:: Material to process ::

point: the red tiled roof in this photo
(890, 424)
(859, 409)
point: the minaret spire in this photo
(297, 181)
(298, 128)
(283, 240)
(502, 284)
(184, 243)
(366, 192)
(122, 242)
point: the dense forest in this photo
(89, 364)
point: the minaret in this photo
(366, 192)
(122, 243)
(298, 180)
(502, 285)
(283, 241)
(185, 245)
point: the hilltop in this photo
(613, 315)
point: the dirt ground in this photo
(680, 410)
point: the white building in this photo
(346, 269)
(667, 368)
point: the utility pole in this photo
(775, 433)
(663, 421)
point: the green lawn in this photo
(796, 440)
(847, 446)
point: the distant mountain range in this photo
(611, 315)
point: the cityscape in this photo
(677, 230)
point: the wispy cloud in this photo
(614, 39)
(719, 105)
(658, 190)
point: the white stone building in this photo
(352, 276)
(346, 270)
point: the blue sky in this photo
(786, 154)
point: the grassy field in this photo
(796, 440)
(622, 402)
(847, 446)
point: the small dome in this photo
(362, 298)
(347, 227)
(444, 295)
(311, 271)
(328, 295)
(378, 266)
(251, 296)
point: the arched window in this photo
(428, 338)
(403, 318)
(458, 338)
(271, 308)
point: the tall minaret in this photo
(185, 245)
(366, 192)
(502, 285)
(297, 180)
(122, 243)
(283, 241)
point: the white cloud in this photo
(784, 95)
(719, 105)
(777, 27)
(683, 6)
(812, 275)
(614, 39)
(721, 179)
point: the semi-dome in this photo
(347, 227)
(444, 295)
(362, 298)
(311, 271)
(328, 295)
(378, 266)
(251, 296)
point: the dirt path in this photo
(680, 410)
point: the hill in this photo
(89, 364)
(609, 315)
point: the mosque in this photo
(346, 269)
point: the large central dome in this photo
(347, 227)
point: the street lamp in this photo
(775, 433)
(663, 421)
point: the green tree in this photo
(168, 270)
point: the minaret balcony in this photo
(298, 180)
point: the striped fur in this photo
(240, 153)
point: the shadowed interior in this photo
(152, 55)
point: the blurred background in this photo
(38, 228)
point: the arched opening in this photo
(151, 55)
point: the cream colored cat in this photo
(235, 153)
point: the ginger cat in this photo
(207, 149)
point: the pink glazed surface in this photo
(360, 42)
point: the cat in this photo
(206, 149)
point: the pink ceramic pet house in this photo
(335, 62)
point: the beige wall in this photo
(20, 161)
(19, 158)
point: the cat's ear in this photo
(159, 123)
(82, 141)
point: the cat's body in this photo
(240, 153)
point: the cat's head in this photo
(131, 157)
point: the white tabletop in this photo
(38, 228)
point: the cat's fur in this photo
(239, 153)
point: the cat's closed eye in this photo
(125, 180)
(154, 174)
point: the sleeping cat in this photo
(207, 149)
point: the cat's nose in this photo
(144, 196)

:::
:: Material to process ::

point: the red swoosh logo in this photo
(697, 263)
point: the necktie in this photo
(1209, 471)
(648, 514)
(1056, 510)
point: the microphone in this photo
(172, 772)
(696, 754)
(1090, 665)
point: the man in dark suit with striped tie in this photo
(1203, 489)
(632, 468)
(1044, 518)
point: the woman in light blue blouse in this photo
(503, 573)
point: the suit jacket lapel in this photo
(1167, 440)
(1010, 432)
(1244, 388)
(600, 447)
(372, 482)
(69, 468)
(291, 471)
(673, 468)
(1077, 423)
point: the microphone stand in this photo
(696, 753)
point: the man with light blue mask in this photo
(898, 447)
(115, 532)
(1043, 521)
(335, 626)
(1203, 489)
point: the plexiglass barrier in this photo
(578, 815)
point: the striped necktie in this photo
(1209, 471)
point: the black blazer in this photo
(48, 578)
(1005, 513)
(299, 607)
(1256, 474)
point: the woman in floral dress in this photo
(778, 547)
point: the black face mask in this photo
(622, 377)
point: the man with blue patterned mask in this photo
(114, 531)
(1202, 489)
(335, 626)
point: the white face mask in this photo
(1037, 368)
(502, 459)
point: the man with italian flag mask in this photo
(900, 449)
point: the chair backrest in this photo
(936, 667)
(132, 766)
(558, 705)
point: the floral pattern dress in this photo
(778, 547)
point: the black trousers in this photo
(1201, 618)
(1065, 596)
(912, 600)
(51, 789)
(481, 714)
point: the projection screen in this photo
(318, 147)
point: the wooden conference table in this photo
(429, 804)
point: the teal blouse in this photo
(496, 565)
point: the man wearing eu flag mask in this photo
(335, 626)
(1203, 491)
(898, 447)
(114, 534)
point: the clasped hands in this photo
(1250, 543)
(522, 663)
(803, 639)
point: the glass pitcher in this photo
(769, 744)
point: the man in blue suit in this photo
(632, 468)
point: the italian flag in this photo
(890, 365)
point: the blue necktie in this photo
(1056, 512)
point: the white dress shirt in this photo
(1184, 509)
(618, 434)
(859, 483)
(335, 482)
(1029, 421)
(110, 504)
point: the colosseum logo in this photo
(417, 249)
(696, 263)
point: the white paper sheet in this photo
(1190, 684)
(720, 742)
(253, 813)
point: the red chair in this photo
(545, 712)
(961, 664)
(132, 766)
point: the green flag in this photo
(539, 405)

:::

Gather every line of the data above that contains the word "pink", and copy each one in full.

point: the pink glazed surface in this photo
point: the pink ceramic pet house in this photo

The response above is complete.